Segment Start: Page text
Florida lawmakers have three weeks to decide if they are going to stand with trauma patients and for rationally priced health care, or with hospitals that are charging indefensible trauma center response fees and driving up costs across the health care system. Florida trauma center regulation needs to return to an era where it was based on saving lives, not making money, and a modest Senate plan would be a step in that direction.
It's no wonder health care is such a mess, considering last week's machinations in Tallahassee. The House loaded up a slew of good and bad health care changes onto a single bill, making it easier for opponents of any one idea to band together and kill all of them. Buried in the heap in HB 7113 are bad and good trauma center plans: language that protects three recently opened Hospital Corporation of America trauma centers of questionable need from legal challenges, and that creates a cap for the first time on trauma center response fees, $15,000. The Senate has a similar trauma center plan but puts it in a standalone bill, SB 1276. The Senate also wisely calls for a one-year moratorium on the establishment of any new trauma centers while the state reviews its methodology for permitting them.
Segment End: Page text
Tasks to perform.
1. In the trauma center editorial, what cap on trauma center response fees does HB 7113 set?
2. Translate this sentence from the trauma center editorial into Spanish: "The Senate has a similar trauma center plan but puts it in a standalone bill, SB 1276."
3. Write the next few sentences of the trauma center editorial, picking up after its final sentence.
Segment Start: Data excerpts
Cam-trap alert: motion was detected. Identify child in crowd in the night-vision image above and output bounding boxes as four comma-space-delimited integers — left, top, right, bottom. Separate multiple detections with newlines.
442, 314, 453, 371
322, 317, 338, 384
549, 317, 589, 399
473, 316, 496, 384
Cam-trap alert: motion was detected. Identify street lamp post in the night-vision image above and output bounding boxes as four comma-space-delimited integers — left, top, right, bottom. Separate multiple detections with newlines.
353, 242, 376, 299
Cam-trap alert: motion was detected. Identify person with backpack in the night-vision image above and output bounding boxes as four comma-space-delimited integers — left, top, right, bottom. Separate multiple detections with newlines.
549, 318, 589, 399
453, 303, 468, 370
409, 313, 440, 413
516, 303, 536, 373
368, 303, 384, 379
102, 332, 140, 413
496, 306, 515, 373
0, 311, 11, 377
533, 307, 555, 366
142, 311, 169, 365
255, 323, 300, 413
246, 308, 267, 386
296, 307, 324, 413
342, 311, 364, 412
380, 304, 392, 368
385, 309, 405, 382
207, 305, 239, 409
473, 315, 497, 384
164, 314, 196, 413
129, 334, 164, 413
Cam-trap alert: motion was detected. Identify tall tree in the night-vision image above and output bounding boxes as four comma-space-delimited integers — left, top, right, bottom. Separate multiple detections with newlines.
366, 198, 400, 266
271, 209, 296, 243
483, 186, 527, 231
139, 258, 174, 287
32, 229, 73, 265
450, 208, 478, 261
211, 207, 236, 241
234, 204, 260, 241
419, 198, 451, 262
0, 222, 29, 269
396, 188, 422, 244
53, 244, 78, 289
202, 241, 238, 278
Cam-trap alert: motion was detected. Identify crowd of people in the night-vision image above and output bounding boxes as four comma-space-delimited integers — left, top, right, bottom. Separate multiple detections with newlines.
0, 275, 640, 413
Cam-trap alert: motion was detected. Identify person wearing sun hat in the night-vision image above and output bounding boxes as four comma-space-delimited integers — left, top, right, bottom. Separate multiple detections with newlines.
Segment End: Data excerpts
Responses.
1. $15,000.

2. El Senado tiene un plan similar para los centros de trauma, pero lo presenta en un proyecto de ley independiente, el SB 1276.

3.
Such a review is more than warranted. As a Tampa Bay Times' yearlong investigation disclosed last month, trauma center response fees, designed to help defray the costs of the facilities' extensive staffing and infrastructure, have risen from an average of $2,555 just seven years ago to $10,800. And even that number is misleading for patients who are transported to an HCA facility, where response fees run as high as $33,000. The proposed Senate cap of $15,000 is still too high, but it's better than the status quo.
The for-profit HCA tried to head off some of the outrage generated by the Times' findings last week, saying it would forgo charging uninsured patients a trauma fee. But no one should be fooled by this transparent public relations move, which experts say means little to HCA's bottom line since it is unlikely to collect much money now from uninsured patients. This is really more about HCA trying to ensure lawmakers don't scuttle plans to protect three of its five trauma centers from legal challenges from competitors.
HCA has claimed it added the trauma centers in response to unmet need and has saved lives because more patients have quicker access. But health executives and experts are dubious and wonder about the broader implications now that teaching facilities with trauma centers have fewer patients to help keep skills sharp. HCA will not release its research methods, so its findings cannot be independently verified. Plus, Florida deaths from traumatic injury began declining in 2006, before HCA opened its centers.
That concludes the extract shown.